■ **Location identification items**
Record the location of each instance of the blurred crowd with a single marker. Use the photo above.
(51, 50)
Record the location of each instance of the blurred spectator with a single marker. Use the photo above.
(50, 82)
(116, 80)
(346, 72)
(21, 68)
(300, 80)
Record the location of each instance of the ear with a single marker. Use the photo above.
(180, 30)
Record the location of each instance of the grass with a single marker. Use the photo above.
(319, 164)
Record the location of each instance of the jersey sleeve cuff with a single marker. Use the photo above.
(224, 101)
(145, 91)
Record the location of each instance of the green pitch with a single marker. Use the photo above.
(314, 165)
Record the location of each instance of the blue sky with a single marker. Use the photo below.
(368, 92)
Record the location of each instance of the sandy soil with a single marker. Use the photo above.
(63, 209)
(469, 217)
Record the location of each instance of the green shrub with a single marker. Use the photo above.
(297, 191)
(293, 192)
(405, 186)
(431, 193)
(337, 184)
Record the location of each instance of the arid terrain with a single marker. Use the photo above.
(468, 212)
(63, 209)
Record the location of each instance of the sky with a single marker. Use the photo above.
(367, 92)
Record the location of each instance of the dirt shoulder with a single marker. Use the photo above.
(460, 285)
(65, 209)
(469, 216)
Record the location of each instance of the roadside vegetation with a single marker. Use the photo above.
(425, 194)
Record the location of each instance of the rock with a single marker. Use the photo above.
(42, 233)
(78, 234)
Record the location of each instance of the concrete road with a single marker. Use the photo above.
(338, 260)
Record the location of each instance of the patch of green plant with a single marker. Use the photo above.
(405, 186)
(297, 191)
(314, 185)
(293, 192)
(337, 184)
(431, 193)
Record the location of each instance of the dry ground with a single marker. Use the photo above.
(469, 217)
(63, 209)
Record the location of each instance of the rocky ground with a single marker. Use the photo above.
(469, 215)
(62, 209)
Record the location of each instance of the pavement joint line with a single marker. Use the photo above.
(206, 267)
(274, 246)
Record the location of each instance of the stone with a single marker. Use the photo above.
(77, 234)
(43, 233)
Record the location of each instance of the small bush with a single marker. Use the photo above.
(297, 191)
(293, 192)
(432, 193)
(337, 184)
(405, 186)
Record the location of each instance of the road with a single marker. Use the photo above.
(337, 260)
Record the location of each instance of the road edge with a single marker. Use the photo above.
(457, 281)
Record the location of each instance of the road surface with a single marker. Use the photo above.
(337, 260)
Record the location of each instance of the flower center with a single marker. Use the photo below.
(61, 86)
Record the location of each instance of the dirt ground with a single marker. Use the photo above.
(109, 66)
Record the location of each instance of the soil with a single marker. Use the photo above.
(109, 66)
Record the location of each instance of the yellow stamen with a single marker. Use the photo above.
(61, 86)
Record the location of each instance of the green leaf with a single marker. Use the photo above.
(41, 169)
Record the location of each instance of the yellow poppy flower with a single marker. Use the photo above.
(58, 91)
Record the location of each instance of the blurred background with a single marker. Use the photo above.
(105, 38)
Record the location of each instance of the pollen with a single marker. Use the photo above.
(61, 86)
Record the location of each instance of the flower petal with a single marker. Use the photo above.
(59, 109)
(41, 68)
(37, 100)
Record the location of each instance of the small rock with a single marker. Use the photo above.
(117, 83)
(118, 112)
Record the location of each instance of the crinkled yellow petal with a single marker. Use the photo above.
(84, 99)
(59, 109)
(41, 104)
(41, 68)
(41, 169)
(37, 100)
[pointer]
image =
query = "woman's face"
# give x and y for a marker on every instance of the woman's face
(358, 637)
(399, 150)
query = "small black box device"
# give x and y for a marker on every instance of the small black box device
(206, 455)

■ **Exercise requirements**
The records above are to be copied in full, exactly as written.

■ **Right answer**
Record the location of each instance of the blurred crowd with a single marker. Use the photo above.
(51, 50)
Record the location of each instance of the blurred spectator with a single marker. Use the photo above.
(50, 82)
(116, 80)
(346, 72)
(21, 68)
(300, 80)
Record the location of each instance of the ear with a single marker. Use the photo above.
(180, 30)
Record the location of each instance of the grass with a single marker. Use the photo above.
(319, 164)
Record the location of each instance of the jersey sleeve cuff with a single marker. Use the photo above.
(224, 101)
(145, 91)
Record the location of each instance of the green pitch with a single marker. Use the photo above.
(314, 165)
Record the location of each instance of the blue sky with a single marker. Use the photo below.
(368, 92)
Record the location of each instance of the sandy soil with a single marker. Use the photo above.
(63, 209)
(469, 217)
Record the location of each instance of the green shrub with a single marker. Use the photo above.
(297, 191)
(293, 192)
(405, 186)
(431, 193)
(337, 184)
Record the location of each instance of the arid terrain with a single marker. Use the photo above.
(468, 212)
(63, 209)
Record the location of each instance of the sky with a single marker. Use the photo above.
(367, 92)
Record the location of each instance of the dirt shoulder with a single marker. Use the photo above.
(460, 285)
(65, 209)
(469, 216)
Record the location of each instance of the roadside vegetation with a single marker. Use the photo above.
(425, 194)
Record the location of each instance of the rock with a single marker. Use the photo above.
(42, 233)
(78, 234)
Record the location of each instance of the concrete road with a single marker. Use the photo above.
(338, 260)
Record the location of each instance of the patch of green plant with a single marker. Use the photo above.
(405, 186)
(297, 191)
(314, 185)
(293, 192)
(337, 184)
(431, 193)
Record the location of each instance of the dry ground with a single marker. Use the photo above.
(469, 217)
(63, 209)
Record the location of each instance of the rocky ground with a single marker. Use the photo above.
(469, 215)
(62, 209)
Record the location of each instance of the pavement joint line with a single marker. Use the photo above.
(206, 267)
(274, 246)
Record the location of each instance of the stone with a single marker. Use the photo above.
(77, 234)
(43, 233)
Record the location of each instance of the small bush with a single marker. Use the photo above.
(297, 191)
(293, 192)
(432, 193)
(337, 184)
(405, 186)
Record the location of each instance of the road with a single marker. Use the photo above.
(337, 260)
Record the location of each instance of the road edge with a single marker. Use the photo above.
(457, 281)
Record the location of each instance of the road surface with a single marker. Use the photo above.
(337, 260)
Record the location of each instance of the flower center with a single marker. Use the photo below.
(61, 86)
Record the location of each instance of the dirt ground with a single marker. Use the photo above.
(109, 66)
Record the location of each instance of the soil with a single marker. Use the photo above.
(109, 66)
Record the location of each instance of the yellow stamen with a single marker. Use the photo above.
(61, 86)
Record the location of each instance of the green leaf with a single marker. Use the photo above.
(41, 169)
Record the location of each instance of the yellow poppy flower with a single marker. Use the photo above.
(58, 91)
Record the location of each instance of the blurred background with a single marker. Use the photo above.
(105, 38)
Record the location of each instance of the pollen with a single marker. Use the photo above.
(61, 86)
Record the location of each instance of the flower petal with a single marker. Use the photo above.
(59, 109)
(41, 68)
(37, 100)
Record the location of each instance of the small rock with a single marker. Use the photo above.
(117, 83)
(118, 112)
Record the location of each instance of the crinkled yellow petal with a single marker. Use the photo above.
(84, 99)
(59, 109)
(41, 104)
(41, 68)
(41, 169)
(37, 100)
[pointer]
image =
query = "woman's face"
# give x and y for a marker on every instance of the woman's face
(358, 637)
(399, 150)
query = "small black box device"
# give x and y for a marker on every instance of the small black box device
(206, 455)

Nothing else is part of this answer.